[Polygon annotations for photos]
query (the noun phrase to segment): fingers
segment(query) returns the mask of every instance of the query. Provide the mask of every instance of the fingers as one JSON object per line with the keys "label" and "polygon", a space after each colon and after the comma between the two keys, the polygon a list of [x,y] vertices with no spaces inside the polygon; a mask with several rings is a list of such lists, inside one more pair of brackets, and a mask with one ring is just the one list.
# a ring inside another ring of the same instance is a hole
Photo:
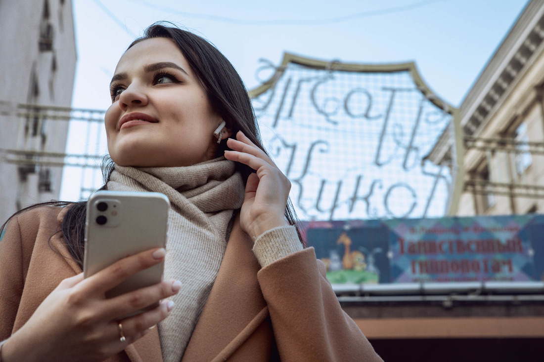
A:
{"label": "fingers", "polygon": [[165,280],[106,300],[105,317],[117,319],[140,310],[161,299],[177,294],[181,288],[177,280]]}
{"label": "fingers", "polygon": [[[126,340],[125,343],[130,344],[144,335],[150,328],[170,315],[174,307],[174,303],[172,301],[163,301],[152,310],[120,321],[123,335]],[[120,338],[118,323],[115,321],[112,322],[111,334],[113,338]]]}
{"label": "fingers", "polygon": [[[257,158],[263,160],[269,165],[276,167],[276,164],[274,163],[271,159],[270,159],[270,158],[269,157],[262,149],[255,146],[255,145],[251,142],[251,140],[248,138],[242,131],[238,132],[238,133],[236,134],[236,140],[232,138],[230,138],[227,140],[227,145],[228,147],[232,149],[233,151],[252,155]],[[230,155],[232,154],[233,154],[232,151],[226,151],[225,152],[225,158],[228,158],[228,159],[231,159],[229,157],[227,157],[227,155]],[[248,166],[249,165],[248,165]],[[254,170],[257,169],[254,168]]]}
{"label": "fingers", "polygon": [[165,253],[160,248],[124,258],[81,282],[82,291],[89,295],[104,294],[139,271],[163,261]]}
{"label": "fingers", "polygon": [[275,165],[273,165],[262,158],[243,152],[234,151],[225,151],[225,158],[231,161],[239,162],[244,165],[247,165],[256,171],[258,171],[259,169],[263,166],[276,168]]}

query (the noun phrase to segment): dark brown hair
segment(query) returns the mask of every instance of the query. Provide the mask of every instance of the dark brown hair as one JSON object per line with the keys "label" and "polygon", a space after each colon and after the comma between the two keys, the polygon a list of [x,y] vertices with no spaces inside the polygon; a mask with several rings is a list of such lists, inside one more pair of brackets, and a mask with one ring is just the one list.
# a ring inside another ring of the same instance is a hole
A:
{"label": "dark brown hair", "polygon": [[[169,39],[176,43],[200,82],[210,103],[226,122],[232,134],[236,135],[238,131],[242,131],[254,143],[266,153],[261,141],[248,91],[240,76],[228,60],[204,39],[165,22],[156,23],[150,26],[146,29],[144,36],[134,40],[128,48],[140,41],[153,38]],[[221,142],[216,155],[222,154],[226,148],[226,142]],[[249,166],[239,163],[236,163],[236,167],[242,173],[244,182],[254,172]],[[107,158],[102,164],[104,184],[101,190],[107,189],[106,184],[113,171],[113,162]],[[86,201],[51,201],[36,204],[17,211],[11,217],[29,209],[42,205],[70,208],[63,219],[62,233],[70,253],[82,266]],[[296,224],[296,215],[290,201],[288,202],[285,217],[290,224]],[[7,221],[0,228],[0,232],[7,223]],[[298,230],[297,232],[299,232]],[[300,232],[299,238],[304,244]]]}

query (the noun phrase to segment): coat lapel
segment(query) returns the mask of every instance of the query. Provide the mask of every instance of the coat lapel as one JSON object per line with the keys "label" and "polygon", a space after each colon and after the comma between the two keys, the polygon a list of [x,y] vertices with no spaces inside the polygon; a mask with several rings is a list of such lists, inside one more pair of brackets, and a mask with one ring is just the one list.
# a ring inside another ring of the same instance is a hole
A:
{"label": "coat lapel", "polygon": [[234,220],[223,261],[183,361],[228,358],[268,316],[257,280],[253,241]]}

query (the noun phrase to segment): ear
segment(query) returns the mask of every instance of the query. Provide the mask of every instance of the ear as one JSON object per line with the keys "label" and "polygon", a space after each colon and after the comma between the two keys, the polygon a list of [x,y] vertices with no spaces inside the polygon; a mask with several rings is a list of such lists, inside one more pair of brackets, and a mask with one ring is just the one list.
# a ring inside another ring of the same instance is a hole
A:
{"label": "ear", "polygon": [[221,139],[225,139],[228,138],[232,135],[232,130],[230,127],[226,127],[226,122],[225,121],[221,120],[221,123],[218,126],[217,128],[213,132],[213,135],[217,139],[219,138],[219,135],[221,135]]}

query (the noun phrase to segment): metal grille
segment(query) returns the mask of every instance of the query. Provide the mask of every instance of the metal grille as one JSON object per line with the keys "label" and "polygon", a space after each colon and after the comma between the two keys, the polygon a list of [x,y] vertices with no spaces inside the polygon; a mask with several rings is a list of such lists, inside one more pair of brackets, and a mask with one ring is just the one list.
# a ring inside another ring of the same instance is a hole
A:
{"label": "metal grille", "polygon": [[425,156],[451,114],[407,70],[342,67],[289,63],[253,101],[298,212],[324,220],[443,216],[450,168]]}

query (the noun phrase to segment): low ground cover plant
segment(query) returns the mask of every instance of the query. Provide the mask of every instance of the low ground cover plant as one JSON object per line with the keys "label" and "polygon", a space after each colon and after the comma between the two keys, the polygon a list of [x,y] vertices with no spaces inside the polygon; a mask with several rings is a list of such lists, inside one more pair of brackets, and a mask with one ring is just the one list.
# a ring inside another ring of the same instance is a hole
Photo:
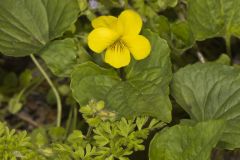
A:
{"label": "low ground cover plant", "polygon": [[0,159],[239,159],[239,6],[1,0]]}

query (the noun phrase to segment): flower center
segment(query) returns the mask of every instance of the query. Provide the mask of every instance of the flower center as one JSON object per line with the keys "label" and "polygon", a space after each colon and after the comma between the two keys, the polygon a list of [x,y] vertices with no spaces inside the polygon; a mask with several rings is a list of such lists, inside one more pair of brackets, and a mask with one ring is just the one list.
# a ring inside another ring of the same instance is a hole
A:
{"label": "flower center", "polygon": [[110,49],[121,52],[125,47],[127,47],[127,44],[123,40],[118,39],[110,46]]}

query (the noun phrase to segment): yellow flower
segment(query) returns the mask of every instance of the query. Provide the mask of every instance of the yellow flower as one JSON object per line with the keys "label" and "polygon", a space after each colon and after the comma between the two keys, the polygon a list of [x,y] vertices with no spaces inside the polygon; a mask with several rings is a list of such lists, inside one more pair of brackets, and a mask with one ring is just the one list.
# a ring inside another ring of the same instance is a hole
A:
{"label": "yellow flower", "polygon": [[147,38],[139,35],[141,17],[132,10],[123,11],[118,18],[100,16],[92,21],[94,30],[88,35],[88,46],[96,53],[106,49],[105,62],[115,68],[127,66],[131,56],[136,60],[146,58],[151,51]]}

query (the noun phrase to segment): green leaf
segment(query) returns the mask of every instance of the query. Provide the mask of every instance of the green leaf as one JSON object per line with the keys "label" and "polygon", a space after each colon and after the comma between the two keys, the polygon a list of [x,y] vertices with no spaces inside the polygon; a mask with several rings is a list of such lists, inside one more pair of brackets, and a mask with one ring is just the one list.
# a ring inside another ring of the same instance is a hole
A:
{"label": "green leaf", "polygon": [[20,101],[21,92],[19,94],[14,95],[8,102],[8,111],[12,114],[18,113],[22,107],[23,104]]}
{"label": "green leaf", "polygon": [[223,130],[221,120],[164,129],[150,144],[150,160],[210,160]]}
{"label": "green leaf", "polygon": [[169,83],[172,77],[170,49],[167,42],[150,31],[152,44],[148,58],[134,61],[125,69],[126,80],[117,72],[93,63],[77,67],[72,74],[71,89],[80,105],[91,99],[106,102],[106,108],[117,116],[150,115],[164,122],[171,121]]}
{"label": "green leaf", "polygon": [[240,36],[239,0],[188,0],[188,6],[188,20],[197,40]]}
{"label": "green leaf", "polygon": [[231,59],[226,54],[221,54],[218,59],[214,61],[215,63],[225,64],[225,65],[231,65]]}
{"label": "green leaf", "polygon": [[149,19],[147,26],[167,40],[173,54],[182,54],[195,43],[193,32],[187,21],[171,23],[164,16]]}
{"label": "green leaf", "polygon": [[77,0],[1,0],[0,51],[9,56],[37,53],[78,18]]}
{"label": "green leaf", "polygon": [[114,70],[107,70],[92,62],[76,67],[72,73],[73,96],[84,106],[91,99],[104,100],[109,90],[120,81]]}
{"label": "green leaf", "polygon": [[178,4],[178,0],[160,0],[158,1],[158,6],[161,10],[164,10],[168,7],[175,7]]}
{"label": "green leaf", "polygon": [[219,146],[240,147],[240,71],[222,64],[189,65],[173,78],[172,95],[195,122],[227,120]]}
{"label": "green leaf", "polygon": [[21,73],[21,75],[19,76],[19,83],[20,86],[25,88],[28,87],[29,84],[31,83],[31,80],[33,79],[32,76],[32,71],[29,69],[26,69],[24,72]]}
{"label": "green leaf", "polygon": [[55,75],[67,77],[77,64],[77,52],[74,39],[67,38],[51,42],[41,51],[41,57]]}
{"label": "green leaf", "polygon": [[183,53],[195,43],[193,32],[186,21],[171,24],[171,33],[172,47],[179,53]]}

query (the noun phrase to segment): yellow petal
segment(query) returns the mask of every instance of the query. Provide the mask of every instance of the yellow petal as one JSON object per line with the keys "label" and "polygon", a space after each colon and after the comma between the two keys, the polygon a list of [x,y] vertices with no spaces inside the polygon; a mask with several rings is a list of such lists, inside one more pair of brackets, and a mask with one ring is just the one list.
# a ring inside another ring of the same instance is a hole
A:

Stated exercise: Put the lines of the listing, from the line containing "query (the noun phrase to segment): yellow petal" through the end of the listing, into a JSON list of strings with one string per line, leaving out blank lines.

Task result:
[
  "query (the noun phrase to segment): yellow petal",
  "segment(query) returns the mask of every instance of the query. Provide the mask of every instance of the yellow petal as one JSON object per line with the keys \"label\" and \"polygon\", a space after each colon and after the comma between the two keys, the polygon a list of [x,y] vertices with no spaces inside the polygon; a mask with several rings is a list of such lists, inside one more pair of brackets, and a mask with one ring is just the one list.",
  "# a ring inside another ring of the same instance is a hole",
  "A:"
]